Items from a dataset
◆ ◆ ◆ ◆
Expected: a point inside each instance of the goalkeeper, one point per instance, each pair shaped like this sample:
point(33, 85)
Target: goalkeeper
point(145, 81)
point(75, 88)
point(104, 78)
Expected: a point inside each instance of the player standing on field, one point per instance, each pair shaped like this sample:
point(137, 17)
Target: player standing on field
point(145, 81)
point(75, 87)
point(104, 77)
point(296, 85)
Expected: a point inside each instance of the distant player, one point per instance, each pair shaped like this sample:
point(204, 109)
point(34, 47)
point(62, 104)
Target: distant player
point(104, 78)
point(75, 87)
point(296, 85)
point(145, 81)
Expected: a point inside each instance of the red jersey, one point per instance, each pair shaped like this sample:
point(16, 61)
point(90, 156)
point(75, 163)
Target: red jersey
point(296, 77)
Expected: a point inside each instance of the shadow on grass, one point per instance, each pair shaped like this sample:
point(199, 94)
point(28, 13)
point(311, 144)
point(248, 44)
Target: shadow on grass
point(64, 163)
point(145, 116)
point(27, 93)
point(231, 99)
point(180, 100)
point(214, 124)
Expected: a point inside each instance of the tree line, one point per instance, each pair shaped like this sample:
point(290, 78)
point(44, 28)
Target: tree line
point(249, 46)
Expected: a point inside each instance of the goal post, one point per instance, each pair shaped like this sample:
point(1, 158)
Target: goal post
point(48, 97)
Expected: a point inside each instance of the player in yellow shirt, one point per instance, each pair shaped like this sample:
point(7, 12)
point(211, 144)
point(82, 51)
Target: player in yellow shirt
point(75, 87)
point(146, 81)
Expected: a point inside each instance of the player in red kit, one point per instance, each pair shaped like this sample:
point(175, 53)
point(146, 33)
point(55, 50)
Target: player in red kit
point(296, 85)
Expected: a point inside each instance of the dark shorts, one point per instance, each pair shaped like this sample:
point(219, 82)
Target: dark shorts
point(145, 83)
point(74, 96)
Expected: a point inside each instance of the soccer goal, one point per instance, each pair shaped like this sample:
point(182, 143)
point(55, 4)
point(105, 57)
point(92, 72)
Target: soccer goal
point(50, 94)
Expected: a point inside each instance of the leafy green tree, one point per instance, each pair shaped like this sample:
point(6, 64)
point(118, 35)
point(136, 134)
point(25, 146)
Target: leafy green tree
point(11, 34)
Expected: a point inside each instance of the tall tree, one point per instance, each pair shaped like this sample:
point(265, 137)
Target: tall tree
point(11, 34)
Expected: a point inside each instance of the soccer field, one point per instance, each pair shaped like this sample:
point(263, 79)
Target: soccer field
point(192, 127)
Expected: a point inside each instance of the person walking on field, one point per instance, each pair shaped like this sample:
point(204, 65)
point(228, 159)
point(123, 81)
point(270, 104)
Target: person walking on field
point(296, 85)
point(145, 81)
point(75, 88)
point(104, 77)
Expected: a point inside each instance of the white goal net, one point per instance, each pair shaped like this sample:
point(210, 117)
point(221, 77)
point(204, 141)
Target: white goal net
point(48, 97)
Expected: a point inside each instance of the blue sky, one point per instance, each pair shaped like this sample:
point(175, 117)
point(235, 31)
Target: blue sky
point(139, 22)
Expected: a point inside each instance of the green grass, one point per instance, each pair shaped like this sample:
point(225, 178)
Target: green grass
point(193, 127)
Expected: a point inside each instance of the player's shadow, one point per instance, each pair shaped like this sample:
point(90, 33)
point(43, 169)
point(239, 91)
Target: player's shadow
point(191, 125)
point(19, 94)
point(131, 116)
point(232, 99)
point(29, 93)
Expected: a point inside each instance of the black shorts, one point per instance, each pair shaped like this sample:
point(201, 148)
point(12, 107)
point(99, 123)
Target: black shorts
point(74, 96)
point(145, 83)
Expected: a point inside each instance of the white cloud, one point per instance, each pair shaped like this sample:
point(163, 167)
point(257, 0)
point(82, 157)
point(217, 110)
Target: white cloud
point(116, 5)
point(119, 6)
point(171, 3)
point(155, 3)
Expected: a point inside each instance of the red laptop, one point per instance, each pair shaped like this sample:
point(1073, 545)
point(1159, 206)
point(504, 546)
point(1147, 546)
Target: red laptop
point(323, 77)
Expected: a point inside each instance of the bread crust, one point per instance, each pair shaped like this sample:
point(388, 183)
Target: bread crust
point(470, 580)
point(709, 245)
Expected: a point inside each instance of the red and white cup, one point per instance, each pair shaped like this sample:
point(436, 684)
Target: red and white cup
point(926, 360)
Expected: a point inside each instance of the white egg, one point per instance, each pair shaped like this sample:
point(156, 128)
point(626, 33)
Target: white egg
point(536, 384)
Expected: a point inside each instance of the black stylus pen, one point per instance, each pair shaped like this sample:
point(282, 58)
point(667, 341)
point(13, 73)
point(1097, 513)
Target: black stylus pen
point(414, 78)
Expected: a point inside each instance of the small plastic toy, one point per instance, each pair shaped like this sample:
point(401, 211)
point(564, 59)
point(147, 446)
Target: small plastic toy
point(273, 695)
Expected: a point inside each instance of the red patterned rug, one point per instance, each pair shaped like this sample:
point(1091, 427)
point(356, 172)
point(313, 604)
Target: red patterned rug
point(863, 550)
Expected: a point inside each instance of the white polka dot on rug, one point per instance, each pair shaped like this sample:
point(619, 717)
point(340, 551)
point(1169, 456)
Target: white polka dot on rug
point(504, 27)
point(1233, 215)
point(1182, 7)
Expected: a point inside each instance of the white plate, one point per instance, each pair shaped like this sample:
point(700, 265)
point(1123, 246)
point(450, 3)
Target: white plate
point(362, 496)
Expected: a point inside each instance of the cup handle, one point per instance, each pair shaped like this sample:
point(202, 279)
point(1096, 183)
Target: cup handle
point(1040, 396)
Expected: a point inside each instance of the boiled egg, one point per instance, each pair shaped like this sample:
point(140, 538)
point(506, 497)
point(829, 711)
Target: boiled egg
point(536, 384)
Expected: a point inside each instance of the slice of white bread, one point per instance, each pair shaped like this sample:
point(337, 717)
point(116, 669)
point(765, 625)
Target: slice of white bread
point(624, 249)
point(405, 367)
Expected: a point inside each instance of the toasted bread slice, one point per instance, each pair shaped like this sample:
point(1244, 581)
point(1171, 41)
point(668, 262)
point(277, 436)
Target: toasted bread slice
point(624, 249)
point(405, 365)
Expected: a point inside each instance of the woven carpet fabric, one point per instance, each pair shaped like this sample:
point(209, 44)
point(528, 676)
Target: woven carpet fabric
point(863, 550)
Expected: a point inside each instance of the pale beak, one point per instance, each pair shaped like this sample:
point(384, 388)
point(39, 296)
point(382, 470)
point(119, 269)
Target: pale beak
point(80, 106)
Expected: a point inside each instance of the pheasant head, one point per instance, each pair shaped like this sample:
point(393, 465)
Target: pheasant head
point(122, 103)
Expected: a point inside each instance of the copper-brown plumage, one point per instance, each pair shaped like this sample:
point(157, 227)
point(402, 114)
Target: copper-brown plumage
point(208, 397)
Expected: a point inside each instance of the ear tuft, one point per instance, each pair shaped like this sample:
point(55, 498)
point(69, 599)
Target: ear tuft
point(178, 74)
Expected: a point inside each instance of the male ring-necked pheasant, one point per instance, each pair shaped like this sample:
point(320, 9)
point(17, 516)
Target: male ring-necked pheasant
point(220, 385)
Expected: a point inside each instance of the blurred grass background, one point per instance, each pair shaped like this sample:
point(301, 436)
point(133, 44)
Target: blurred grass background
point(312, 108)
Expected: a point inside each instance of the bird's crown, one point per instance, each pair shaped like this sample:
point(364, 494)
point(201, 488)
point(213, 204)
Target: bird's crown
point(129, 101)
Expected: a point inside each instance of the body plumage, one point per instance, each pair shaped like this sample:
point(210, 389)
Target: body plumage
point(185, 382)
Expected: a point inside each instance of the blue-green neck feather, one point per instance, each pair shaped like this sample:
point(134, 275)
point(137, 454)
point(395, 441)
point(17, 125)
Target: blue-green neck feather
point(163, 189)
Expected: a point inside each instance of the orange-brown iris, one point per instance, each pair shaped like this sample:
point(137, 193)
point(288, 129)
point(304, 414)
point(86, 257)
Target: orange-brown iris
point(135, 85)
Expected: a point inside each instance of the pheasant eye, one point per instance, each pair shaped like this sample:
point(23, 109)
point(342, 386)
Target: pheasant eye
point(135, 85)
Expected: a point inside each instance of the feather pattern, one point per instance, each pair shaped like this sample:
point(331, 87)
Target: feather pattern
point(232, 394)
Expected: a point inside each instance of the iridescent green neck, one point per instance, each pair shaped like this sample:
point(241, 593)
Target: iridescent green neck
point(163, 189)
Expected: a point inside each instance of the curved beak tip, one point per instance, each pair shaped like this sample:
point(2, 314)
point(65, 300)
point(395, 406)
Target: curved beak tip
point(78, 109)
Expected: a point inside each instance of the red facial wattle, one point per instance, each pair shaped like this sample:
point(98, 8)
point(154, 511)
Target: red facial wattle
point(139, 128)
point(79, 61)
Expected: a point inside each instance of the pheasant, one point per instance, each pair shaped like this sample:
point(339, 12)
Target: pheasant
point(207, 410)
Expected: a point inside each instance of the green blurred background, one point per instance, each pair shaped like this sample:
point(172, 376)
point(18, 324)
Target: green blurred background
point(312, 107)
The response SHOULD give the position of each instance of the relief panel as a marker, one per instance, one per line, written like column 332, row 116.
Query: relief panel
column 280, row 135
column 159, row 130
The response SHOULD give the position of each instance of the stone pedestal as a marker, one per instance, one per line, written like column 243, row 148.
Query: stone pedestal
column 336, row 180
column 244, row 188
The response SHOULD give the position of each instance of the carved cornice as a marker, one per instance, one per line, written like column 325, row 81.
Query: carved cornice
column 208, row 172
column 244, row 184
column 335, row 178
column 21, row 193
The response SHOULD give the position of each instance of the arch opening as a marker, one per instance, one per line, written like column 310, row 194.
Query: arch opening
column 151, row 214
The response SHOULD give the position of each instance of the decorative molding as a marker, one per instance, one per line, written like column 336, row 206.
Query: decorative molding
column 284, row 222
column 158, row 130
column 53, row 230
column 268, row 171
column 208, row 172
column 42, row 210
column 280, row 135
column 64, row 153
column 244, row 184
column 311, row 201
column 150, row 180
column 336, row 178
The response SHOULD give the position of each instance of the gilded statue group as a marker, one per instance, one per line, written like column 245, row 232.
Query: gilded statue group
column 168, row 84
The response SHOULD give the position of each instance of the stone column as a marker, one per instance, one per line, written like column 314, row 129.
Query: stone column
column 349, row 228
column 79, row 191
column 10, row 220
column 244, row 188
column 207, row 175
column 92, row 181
◆ ◆ ◆ ◆
_EXERCISE PROMPT_
All lines above that include the word "position" should be located and copied.

_RESPONSE TO THE TASK_
The response SHOULD give the position of each instance of the relief panel as a marker, one per instance, one per line, written like column 332, row 116.
The response SHOULD give the position of each instance of the stone pedestal as a marker, one per instance, one per line, written like column 243, row 148.
The response SHOULD give the position of each instance of the carved cornice as a marker, one per instance, one per line, written like column 325, row 81.
The response SHOULD give the position of each instance of the arch opening as a marker, one per instance, one per line, written like column 310, row 194.
The response SHOULD give the position of each instance of the decorative molding as a marker, one per instance, one per line, written like column 336, row 206.
The response SHOULD give the position of each instance of the gilded statue group as a marker, one per instance, one per line, written like column 245, row 232.
The response SHOULD give the position of each instance of the stone column as a marker, one per instance, one per line, written like column 314, row 129.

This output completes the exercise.